EXERCISE REQUIREMENTS
Convert the records below into a JSON list of strings with one string per line, skipping blank lines and leaving out the pictures.

INFORMATION GIVEN
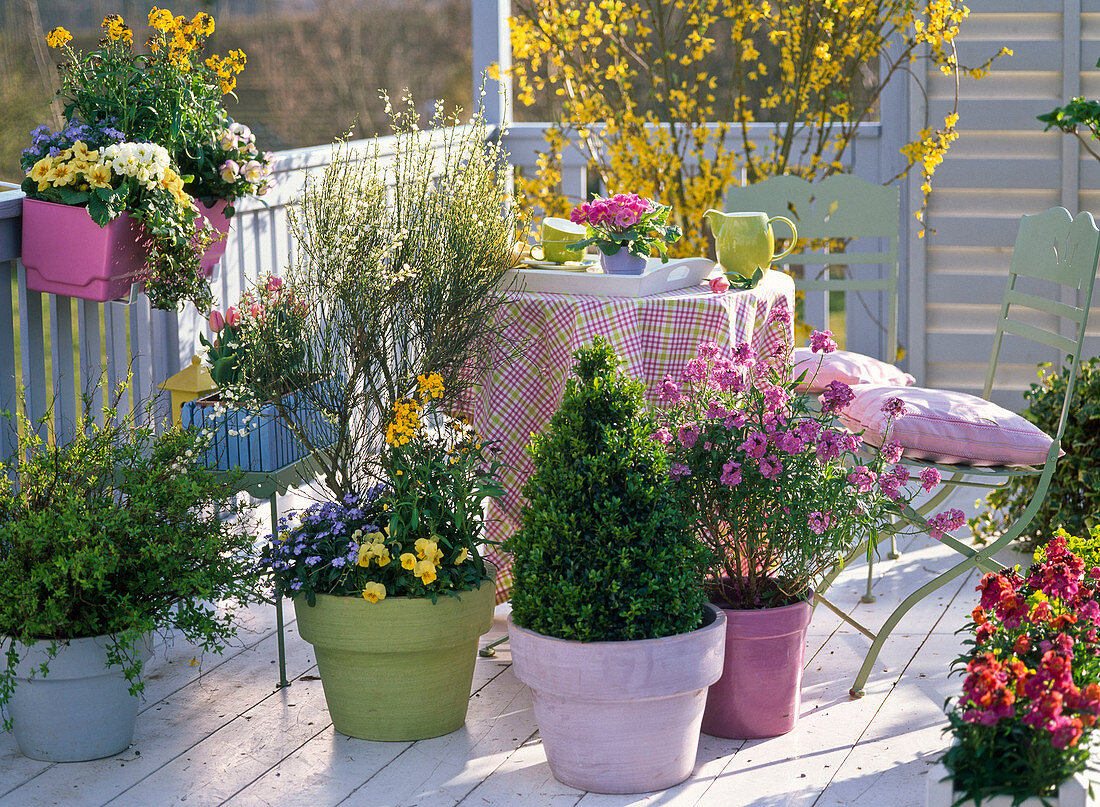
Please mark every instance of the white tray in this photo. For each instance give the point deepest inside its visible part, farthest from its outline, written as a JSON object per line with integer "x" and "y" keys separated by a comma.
{"x": 658, "y": 277}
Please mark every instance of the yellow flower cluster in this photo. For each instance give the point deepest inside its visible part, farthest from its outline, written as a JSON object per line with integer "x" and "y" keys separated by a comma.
{"x": 406, "y": 422}
{"x": 638, "y": 70}
{"x": 430, "y": 385}
{"x": 75, "y": 167}
{"x": 117, "y": 29}
{"x": 58, "y": 37}
{"x": 227, "y": 68}
{"x": 374, "y": 592}
{"x": 373, "y": 549}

RESULT OF THIS TASK
[
  "Please mark every instance of the white tray in this photo. For each instance give the point deepest inside its visible part, farthest from its outline, written as a JSON object per line with integer \"x\" and \"y\" keys separated by a comma.",
  "{\"x\": 658, \"y\": 277}",
  "Please mark every instance of the yellow flower cluster in this photo. For each instance give the point deepest inside its visible part, farthest from its outline, written as a JSON object per line with integer \"x\" and \"y\" keys separated by a comma.",
  "{\"x\": 406, \"y\": 422}",
  "{\"x\": 638, \"y\": 70}",
  "{\"x\": 430, \"y\": 385}",
  "{\"x\": 75, \"y\": 167}",
  "{\"x\": 117, \"y\": 29}",
  "{\"x\": 58, \"y\": 37}",
  "{\"x\": 227, \"y\": 68}",
  "{\"x\": 374, \"y\": 592}",
  "{\"x\": 373, \"y\": 549}"
]